Why in news?
The Global Liveability Index 2026 assessed living conditions across 173 selected cities. Copenhagen ranked first, while New Delhi stood at 120 and Mumbai at 121. Damascus remained the lowest-ranked city.
Background
The Economist Intelligence Unit publishes the annual Global Liveability Index. It is the research and analysis division of the Economist Group.
The index began as a tool for comparing hardship allowances, and companies use such allowances when relocating employees between cities.
It now provides a broader snapshot of urban living conditions. The index does not cover every city in the world.
How does the index work?
The index evaluates 173 selected cities through 30 indicators, and each city receives an overall score between one and 100.
A higher score indicates better measured liveability, and the indicators are grouped into five weighted categories.
- Stability carries 25 per cent and covers crime, conflict and security threats.
- Healthcare carries 20 per cent and measures the availability and quality of medical services.
- Culture and environment carry 25 per cent and include climate, restrictions, recreation and social conditions.
- Education carries 10 per cent and examines access to public and private schooling.
- Infrastructure carries 20 per cent and covers housing, transport, water, energy and communications.
Analysts combine numerical data with expert judgments. Scores therefore reflect the index’s method, not one universal definition of a good city.
What were the leading cities?
- Copenhagen ranked first.
- Vienna ranked second.
- Melbourne ranked third.
Copenhagen retained the top position for a second year, and strong infrastructure, stability and public services supported its performance.
The global average score remained unchanged at 76.1, and average healthcare performance improved by 0.74 points.
How did Indian cities perform?
- New Delhi ranked 120 among 173 cities.
- Mumbai ranked 121.
- Chennai ranked 123.
- Bengaluru ranked 127.
New Delhi and Mumbai retained their previous-year positions, and their rankings reflect combined performance across all five categories.

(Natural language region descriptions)
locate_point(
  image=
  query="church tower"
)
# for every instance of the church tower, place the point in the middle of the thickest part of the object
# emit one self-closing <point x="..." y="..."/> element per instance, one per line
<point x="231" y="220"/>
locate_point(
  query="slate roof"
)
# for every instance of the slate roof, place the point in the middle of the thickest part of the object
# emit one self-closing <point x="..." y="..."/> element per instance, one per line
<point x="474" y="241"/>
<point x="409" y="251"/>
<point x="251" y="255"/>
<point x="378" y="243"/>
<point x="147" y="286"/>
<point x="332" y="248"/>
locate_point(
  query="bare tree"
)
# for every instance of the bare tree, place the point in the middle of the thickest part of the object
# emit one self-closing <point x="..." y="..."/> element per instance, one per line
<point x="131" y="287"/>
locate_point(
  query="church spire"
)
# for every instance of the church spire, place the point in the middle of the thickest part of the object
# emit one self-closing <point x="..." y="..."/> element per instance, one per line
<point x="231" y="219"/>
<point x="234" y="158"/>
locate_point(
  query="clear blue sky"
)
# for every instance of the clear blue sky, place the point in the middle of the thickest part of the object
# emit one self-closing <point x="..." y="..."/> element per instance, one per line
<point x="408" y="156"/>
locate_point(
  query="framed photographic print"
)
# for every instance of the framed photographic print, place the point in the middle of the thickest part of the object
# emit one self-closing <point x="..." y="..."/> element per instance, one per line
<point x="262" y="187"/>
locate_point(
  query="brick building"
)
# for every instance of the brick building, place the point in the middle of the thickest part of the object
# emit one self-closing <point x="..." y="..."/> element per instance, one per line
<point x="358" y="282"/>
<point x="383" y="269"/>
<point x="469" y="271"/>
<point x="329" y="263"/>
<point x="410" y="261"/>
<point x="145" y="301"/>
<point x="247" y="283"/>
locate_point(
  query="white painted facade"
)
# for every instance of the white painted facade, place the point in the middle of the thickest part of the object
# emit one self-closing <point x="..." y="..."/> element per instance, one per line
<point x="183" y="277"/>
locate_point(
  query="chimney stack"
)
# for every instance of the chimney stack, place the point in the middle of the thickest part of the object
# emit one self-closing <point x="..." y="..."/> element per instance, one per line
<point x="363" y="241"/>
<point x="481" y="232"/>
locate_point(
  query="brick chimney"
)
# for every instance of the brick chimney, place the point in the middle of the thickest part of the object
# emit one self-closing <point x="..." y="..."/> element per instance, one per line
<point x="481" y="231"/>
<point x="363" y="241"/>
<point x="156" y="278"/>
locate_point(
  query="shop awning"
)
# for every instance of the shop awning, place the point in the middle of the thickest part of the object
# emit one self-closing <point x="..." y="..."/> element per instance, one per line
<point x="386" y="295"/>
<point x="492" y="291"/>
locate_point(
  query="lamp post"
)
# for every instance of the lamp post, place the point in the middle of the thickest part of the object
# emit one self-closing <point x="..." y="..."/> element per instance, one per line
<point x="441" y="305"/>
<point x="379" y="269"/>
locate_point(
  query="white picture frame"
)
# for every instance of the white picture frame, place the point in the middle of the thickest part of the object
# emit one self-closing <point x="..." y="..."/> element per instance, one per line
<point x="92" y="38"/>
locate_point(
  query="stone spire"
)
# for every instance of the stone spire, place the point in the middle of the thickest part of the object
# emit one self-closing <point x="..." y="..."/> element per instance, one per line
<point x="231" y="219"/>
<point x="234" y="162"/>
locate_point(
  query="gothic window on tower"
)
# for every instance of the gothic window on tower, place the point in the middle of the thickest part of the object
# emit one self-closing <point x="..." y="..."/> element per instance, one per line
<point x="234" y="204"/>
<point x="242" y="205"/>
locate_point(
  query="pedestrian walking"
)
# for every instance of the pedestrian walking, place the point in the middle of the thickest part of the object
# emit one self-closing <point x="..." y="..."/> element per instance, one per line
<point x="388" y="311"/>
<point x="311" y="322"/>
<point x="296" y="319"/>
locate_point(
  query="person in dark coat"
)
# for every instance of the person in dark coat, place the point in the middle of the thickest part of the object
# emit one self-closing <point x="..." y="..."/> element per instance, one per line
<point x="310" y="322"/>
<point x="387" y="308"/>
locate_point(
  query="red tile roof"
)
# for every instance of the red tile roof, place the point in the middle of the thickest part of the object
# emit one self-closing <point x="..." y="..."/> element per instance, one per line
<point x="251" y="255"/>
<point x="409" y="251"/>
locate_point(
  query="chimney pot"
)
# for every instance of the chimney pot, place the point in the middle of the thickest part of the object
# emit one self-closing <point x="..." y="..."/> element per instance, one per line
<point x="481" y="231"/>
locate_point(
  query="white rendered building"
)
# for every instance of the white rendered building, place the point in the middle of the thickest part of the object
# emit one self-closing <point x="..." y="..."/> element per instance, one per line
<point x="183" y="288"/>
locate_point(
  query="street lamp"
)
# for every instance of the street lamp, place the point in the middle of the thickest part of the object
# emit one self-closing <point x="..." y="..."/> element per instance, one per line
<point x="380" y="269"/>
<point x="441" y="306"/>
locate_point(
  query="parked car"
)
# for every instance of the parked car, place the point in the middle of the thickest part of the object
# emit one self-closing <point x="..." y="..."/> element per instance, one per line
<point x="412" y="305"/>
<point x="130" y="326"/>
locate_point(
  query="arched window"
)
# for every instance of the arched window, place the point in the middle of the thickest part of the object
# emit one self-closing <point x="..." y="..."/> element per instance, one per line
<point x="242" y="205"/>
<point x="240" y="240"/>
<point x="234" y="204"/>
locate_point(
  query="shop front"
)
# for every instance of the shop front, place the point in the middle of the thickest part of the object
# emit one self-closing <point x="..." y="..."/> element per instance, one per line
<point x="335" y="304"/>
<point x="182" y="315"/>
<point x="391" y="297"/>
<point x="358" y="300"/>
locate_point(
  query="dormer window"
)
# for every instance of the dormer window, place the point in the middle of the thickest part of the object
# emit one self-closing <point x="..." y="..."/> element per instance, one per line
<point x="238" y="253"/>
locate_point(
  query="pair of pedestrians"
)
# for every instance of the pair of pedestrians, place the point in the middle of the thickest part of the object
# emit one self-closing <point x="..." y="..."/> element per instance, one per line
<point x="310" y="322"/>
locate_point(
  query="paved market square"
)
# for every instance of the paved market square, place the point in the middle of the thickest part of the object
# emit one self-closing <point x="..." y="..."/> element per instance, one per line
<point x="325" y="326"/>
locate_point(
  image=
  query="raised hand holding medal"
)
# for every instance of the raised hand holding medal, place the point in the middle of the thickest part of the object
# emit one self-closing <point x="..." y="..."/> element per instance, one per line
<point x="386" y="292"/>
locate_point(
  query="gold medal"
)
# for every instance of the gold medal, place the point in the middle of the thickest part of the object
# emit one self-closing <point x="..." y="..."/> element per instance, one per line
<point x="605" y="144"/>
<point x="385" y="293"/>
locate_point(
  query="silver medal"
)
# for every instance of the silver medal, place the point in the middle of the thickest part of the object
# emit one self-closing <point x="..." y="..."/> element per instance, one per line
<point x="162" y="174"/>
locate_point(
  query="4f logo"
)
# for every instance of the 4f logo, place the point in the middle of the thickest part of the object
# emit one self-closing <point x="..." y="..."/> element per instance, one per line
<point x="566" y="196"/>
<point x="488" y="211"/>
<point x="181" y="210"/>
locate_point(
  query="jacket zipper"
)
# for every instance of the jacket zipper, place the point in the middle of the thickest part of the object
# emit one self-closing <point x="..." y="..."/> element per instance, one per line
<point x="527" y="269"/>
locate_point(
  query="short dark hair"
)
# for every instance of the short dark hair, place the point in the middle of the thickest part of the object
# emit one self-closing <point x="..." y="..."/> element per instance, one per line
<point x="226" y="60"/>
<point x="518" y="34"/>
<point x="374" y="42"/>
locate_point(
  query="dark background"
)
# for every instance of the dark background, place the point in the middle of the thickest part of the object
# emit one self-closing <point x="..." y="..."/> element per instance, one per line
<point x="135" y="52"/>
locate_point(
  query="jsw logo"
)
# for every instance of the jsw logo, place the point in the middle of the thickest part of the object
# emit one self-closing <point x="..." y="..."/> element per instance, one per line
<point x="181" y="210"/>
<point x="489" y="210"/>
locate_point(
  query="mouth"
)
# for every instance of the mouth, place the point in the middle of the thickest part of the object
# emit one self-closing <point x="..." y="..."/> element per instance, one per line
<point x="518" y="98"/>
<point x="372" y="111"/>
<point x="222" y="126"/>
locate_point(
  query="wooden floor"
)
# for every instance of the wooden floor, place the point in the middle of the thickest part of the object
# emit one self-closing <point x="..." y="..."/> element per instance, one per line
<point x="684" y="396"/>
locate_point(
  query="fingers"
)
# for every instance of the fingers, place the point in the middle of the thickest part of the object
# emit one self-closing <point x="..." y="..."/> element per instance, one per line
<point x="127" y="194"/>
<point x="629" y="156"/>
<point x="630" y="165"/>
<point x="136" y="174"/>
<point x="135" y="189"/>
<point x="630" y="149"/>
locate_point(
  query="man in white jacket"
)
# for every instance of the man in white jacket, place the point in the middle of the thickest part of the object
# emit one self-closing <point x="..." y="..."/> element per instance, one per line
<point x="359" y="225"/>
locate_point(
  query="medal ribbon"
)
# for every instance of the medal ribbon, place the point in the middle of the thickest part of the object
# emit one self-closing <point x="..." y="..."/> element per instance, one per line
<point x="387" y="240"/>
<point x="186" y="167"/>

- **Tasks for this exercise**:
a – Write out everything in the text on the Global Liveability Index from "The Global Liveability" down to "the Economist Group.", substituting "yearly" for "annual".
b – Continue the text on the Global Liveability Index past its final sentence.

- **Numbered responses**:
a –
The Global Liveability Index 2026 assessed living conditions across 173 selected cities. Copenhagen ranked first, while New Delhi stood at 120 and Mumbai at 121. Damascus remained the lowest-ranked city.
Background
The Economist Intelligence Unit publishes the yearly Global Liveability Index. It is the research and analysis division of the Economist Group.

b –
Ranking clarification: The index covers 173 cities, not 173 countries, and New Delhi’s rank is therefore a city rank.
Why did Damascus remain last?
Damascus continued at the bottom because conflict severely affected stability, infrastructure and public services. Prolonged insecurity lowered several category scores.
A low rank does not measure citizens’ worth or culture, and it reflects difficult urban conditions under the selected indicators.
What does the index not measure?
- It is not a cost-of-living index.
- It is not a happiness or life-satisfaction survey.
- It does not rank national economic strength.
- It does not assess every neighbourhood within a city.
- It does not include every world city.
A city may be liveable but expensive, and another may be affordable but weaker in healthcare or infrastructure.
Why should rankings be read carefully?
City averages can hide deep inequality, and wealthy and poor residents may experience the same city very differently.
Indicator weights also influence the final order, and changing those weights could change some rankings.
Sudden conflict, disasters or policy changes may alter scores quickly, and rankings should therefore support analysis, not replace local evidence.
Conclusion
The 2026 index compares urban conditions through one consistent framework. Indian cities can use its category scores to identify service and infrastructure gaps.